PROBLEMS:
1: According to the McCrindle survey cited in the Black Friday text, what share of Australians had never heard of Black Friday in 2017?
2: Reproduce the Black Friday text starting at "We who have" and ending at "the past week.", switching "Friday the 13th" to "a black cat".

We who have always associated ‘Black Friday’ with Friday the 13th (unlucky for some), were no doubt confused by the retail rallying call of the past week.

According to McCrindle Research, the US concept of Black Friday (the day after Thanksgiving), is gaining traction in Australia.  Back in 2017, a McCrindle survey showed that 1 in 4 (24%) of Australians had never heard of Black Friday. Two years on, only 6% of Australians have never heard of Black Friday. This year’s research showed that almost 45% of respondents were going to take advantage of sales and discounts.

In the US, Black Friday (the day after Thanksgiving), is a signal for 100 million Americans to walk off their turkey dinners and go shopping.  Americans typically spend more than US$50 billion on this one day.

She Who Researches Before Buying was following me around one of Brisbane’s biggest retail barns on Sunday. The shopping list was (1) a smart TV (2) a portable air conditioner (3) a microwave (4) a vacuum cleaner and (5) an entertainment unit. SWRBB had decided that only item 2 was needed immediately. Things changed once we entered the blissfully chilled domain of a category killer retailer (when I say chilled I refer to the room temperature, not the ambient noise level).

SOURCE MATERIAL:

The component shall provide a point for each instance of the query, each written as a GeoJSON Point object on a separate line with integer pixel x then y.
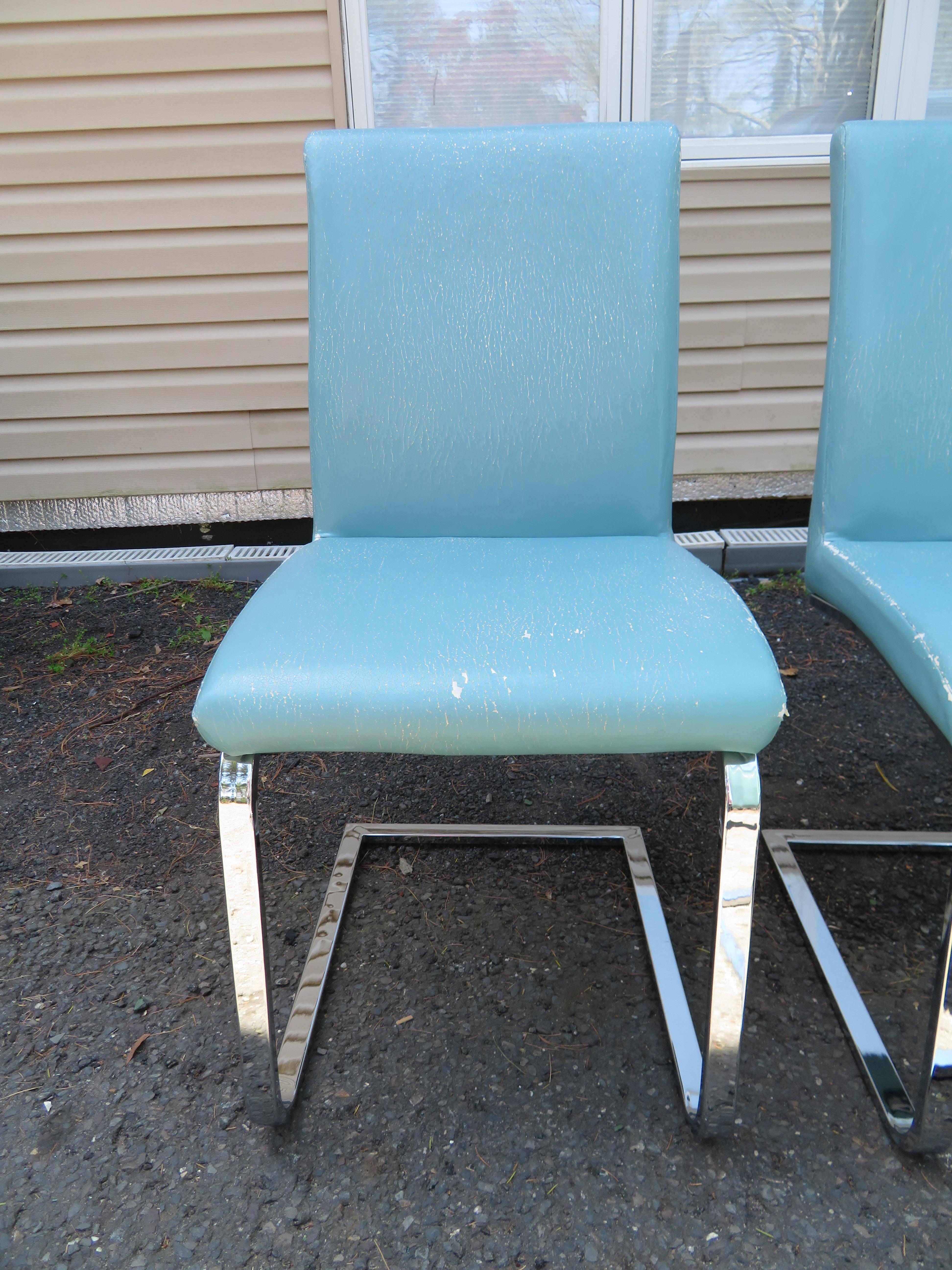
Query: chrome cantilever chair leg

TASK-BY-TASK SOLUTIONS:
1: 1 in 4 Australians (24%).

2:
We who have always associated ‘Black Friday’ with a black cat (unlucky for some), were no doubt confused by the retail rallying call of the past week.